§ Given instruction: Rewrite all the items below, substituting "Object" for "Target" at every occurrence and leaving everything else unchanged.

────────

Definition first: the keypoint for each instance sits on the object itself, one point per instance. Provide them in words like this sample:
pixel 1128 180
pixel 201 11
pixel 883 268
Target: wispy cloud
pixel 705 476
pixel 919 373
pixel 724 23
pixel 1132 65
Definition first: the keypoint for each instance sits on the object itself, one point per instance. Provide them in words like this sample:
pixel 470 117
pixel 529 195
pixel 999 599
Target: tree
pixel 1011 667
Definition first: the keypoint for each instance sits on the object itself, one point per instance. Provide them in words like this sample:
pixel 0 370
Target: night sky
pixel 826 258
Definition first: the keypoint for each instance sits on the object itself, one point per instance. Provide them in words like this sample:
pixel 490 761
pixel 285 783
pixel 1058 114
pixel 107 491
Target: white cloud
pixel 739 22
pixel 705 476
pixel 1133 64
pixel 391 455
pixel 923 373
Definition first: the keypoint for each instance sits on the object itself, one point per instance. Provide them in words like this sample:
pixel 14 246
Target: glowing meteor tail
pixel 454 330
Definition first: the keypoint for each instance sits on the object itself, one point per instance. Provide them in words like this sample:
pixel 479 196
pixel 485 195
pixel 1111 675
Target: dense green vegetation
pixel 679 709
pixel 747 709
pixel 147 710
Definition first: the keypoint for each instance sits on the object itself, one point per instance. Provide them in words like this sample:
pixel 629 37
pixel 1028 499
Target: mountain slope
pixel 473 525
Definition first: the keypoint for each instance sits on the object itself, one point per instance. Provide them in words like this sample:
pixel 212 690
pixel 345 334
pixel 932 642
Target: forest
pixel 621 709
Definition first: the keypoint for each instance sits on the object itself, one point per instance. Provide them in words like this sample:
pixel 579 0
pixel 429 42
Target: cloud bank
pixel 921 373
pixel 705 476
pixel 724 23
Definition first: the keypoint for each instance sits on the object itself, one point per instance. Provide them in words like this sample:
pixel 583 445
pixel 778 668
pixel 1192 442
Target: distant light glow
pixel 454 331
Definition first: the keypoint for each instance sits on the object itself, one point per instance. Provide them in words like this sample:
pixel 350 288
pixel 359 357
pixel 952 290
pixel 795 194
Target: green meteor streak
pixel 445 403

────────

§ Correct output:
Definition first: the keypoint for each instance sits on the object itself, one point per instance. Provide them in words like this sample:
pixel 1128 180
pixel 201 11
pixel 883 268
Object: wispy cloud
pixel 705 476
pixel 919 373
pixel 724 23
pixel 1132 65
Definition first: the keypoint for each instance sits on the object itself, one point per instance. Provide them in words like this sample:
pixel 470 117
pixel 529 195
pixel 999 599
Object: tree
pixel 1011 667
Definition first: the keypoint for each instance sits on the object itself, one point per instance. Provide them in words like this sample:
pixel 0 370
Object: night sky
pixel 826 258
Definition first: the keypoint for each instance sits on the object itself, one point per instance. Provide them in words like this sample:
pixel 490 761
pixel 285 783
pixel 1058 114
pixel 107 491
Object: white cloud
pixel 739 22
pixel 705 476
pixel 1133 64
pixel 391 455
pixel 923 373
Definition first: the keypoint for each instance sits on the object itself, one point per instance. Provide them in words like this sample:
pixel 14 246
Object: glowing meteor tail
pixel 454 330
Definition first: the keypoint for each instance sits on the object itself, one point per instance. Provide them in words like this sample:
pixel 479 196
pixel 485 195
pixel 1111 675
Object: dense green vegetation
pixel 679 709
pixel 747 709
pixel 147 710
Definition first: the keypoint for each instance sits on the object itself, one point per instance. Provide them in words like this sample:
pixel 629 37
pixel 1028 499
Object: mountain slope
pixel 473 525
Definition first: the keypoint for each instance sits on the object itself, one point per instance. Provide them in words like this sample:
pixel 212 690
pixel 345 334
pixel 932 642
Object: forest
pixel 621 709
Definition first: the keypoint for each instance sits on the object itself, one point per instance. Provide them in words like this sample:
pixel 579 0
pixel 429 42
Object: cloud bank
pixel 921 373
pixel 705 476
pixel 724 23
Definition first: the keypoint for each instance sits on the object itself, one point per instance. Provide them in words like this sample:
pixel 583 445
pixel 778 668
pixel 1192 442
Object: distant light glow
pixel 454 331
Definition first: the keypoint for each instance sits on the object itself, one point per instance. Provide them in words like this sample:
pixel 350 288
pixel 359 357
pixel 952 290
pixel 795 194
Object: green meteor streak
pixel 445 403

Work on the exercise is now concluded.